• _Records for this exercise_
•••

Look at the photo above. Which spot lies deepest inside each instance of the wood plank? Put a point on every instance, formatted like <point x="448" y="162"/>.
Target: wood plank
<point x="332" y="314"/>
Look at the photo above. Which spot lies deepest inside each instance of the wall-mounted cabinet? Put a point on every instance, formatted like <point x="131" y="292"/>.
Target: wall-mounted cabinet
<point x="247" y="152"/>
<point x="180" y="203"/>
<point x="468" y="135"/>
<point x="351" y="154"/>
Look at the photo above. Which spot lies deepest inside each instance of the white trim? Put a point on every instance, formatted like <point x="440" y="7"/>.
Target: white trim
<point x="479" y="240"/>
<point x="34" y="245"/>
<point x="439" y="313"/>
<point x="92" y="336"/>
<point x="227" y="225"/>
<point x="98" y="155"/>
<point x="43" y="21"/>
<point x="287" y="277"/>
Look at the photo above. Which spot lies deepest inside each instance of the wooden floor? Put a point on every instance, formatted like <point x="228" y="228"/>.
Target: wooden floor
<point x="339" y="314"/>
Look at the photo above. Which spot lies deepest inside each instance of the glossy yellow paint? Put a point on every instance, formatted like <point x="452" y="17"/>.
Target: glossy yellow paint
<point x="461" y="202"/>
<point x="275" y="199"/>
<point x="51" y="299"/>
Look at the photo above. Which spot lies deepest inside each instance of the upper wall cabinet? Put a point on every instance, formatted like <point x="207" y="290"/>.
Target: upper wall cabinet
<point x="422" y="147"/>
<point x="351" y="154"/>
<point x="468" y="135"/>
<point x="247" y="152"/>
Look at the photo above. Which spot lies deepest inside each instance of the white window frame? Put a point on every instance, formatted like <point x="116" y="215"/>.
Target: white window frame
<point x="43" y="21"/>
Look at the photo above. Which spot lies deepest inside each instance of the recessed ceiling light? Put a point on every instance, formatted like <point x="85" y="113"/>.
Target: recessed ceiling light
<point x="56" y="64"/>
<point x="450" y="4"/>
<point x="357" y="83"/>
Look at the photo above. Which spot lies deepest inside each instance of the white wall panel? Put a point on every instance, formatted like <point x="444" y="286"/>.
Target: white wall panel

•••

Reproduce the material above verbatim, line by line, with no alterations.

Look at the photo above. Which spot lies deepest inside each instance of the wood plank? Put a point on every instance, formatted like <point x="448" y="162"/>.
Target: wood plank
<point x="332" y="314"/>
Look at the photo above. Which spot lies deepest inside each instance of the wall-mounted cabinet? Put a point on every instance, formatted like <point x="131" y="292"/>.
Target: wall-mounted cabinet
<point x="247" y="152"/>
<point x="180" y="203"/>
<point x="468" y="135"/>
<point x="351" y="154"/>
Look at the photo above. Which spot lies deepest inside each instance of the white trim? Put a point on every instance, formatted like <point x="440" y="7"/>.
Target: white trim
<point x="479" y="240"/>
<point x="34" y="245"/>
<point x="439" y="313"/>
<point x="92" y="336"/>
<point x="227" y="225"/>
<point x="98" y="155"/>
<point x="43" y="21"/>
<point x="287" y="277"/>
Look at the photo above. Which spot lies deepest inside each instance of the wooden floor? Put a point on every instance, formatted like <point x="228" y="228"/>.
Target: wooden floor
<point x="339" y="314"/>
Look at the photo above. Which spot lies deepest inside each instance of the glossy yellow paint? Put a point on every instance, formatted like <point x="452" y="17"/>.
Target: glossy yellow paint
<point x="461" y="202"/>
<point x="275" y="199"/>
<point x="51" y="299"/>
Look at the photo above. Which spot lies deepest inside each instance of the upper wall cabinet? Put a point on every instance, formatted like <point x="207" y="290"/>.
Target: upper wall cabinet
<point x="422" y="147"/>
<point x="351" y="154"/>
<point x="468" y="135"/>
<point x="247" y="152"/>
Look at the photo above. Which spot lies deepest inside each instance of the white window frame? Put a point on every instance, formatted like <point x="116" y="215"/>.
Target: white window frame
<point x="43" y="21"/>
Look at the photo above. Which spot lies deepest inside each instance of the recessed ceiling light? Put a point on every instance, formatted like <point x="85" y="113"/>.
Target: recessed ceiling light
<point x="56" y="64"/>
<point x="450" y="4"/>
<point x="357" y="83"/>
Look at the photo above. Which spot lies deepest inside each instance of the white wall panel? Put a point on every instance, formatted like <point x="444" y="286"/>.
Target: white wall panel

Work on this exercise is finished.